From: John Klassa <john at klassa.com>
To: Kragen Javier Sitaker <kragen at pobox.com>
Subject: Re: wave mechanics in C with SDL


Interesting...  I'd never installed SDL on my MacOS box, so I gave it  
a whirl.

I downloaded SDL-1.2.13.dmg and SDL-devel-1.2.13-extras.dmg, thinking  
I'd need the latter in order to build anything.  Turns out, all you  
need (at least for your example) is SDL proper.

So, from SDL-1.2.13, I copied SDL.framework into /Library/Frameworks,  
then copied the (apparently required) SDLMain.m to /usr/local/lib (for  
lack of a better place).

To build it, I did:

gcc -O5 -fomit-frame-pointer -g \
	-I /Library/Frameworks/SDL.framework/Headers \
	kragen.c /usr/local/lib/SDLMain.m \
	-framework SDL -framework Cocoa -Wall -o kragen

and then ran it.  It worked!  Nice wave effect...

GIVEN INFORMATION ::
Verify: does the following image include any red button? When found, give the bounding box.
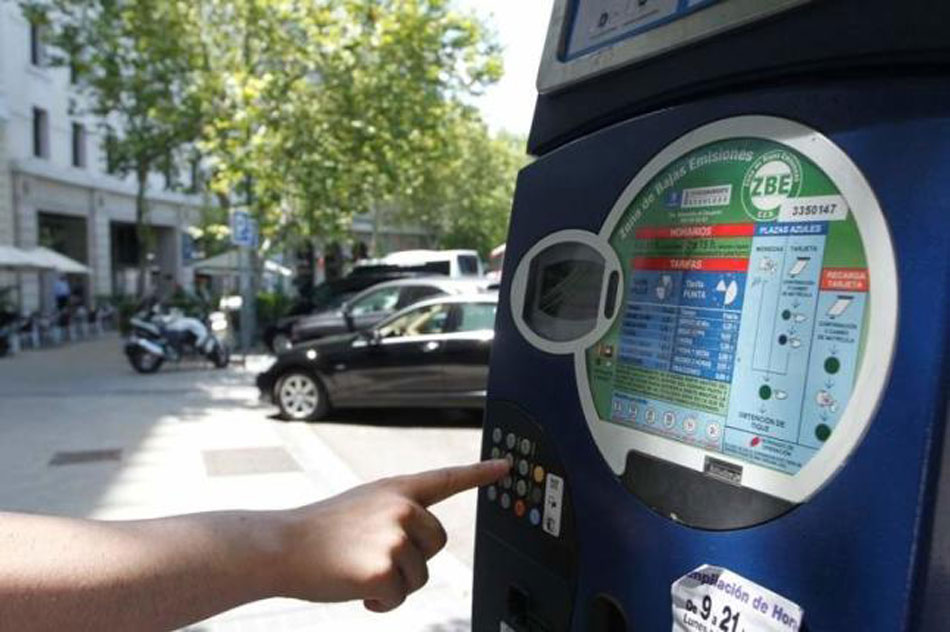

STATED GOAL 1 ::
In the SDL email, why did the writer download SDL-devel-1.2.13-extras.dmg?
STATED GOAL 2 ::
In the SDL email, copy the part that begins with "I downloaded SDL-1.2.13.dmg" and ends with "a better place).", changing "/usr/local/lib" to "/opt/local/lib".

RIGHT ANSWER 1 ::
The writer thought it would be needed in order to build anything. It turned out that SDL proper was all that was needed, at least for the example.

RIGHT ANSWER 2 ::
I downloaded SDL-1.2.13.dmg and SDL-devel-1.2.13-extras.dmg, thinking  
I'd need the latter in order to build anything.  Turns out, all you  
need (at least for your example) is SDL proper.

So, from SDL-1.2.13, I copied SDL.framework into /Library/Frameworks,  
then copied the (apparently required) SDLMain.m to /opt/local/lib (for  
lack of a better place).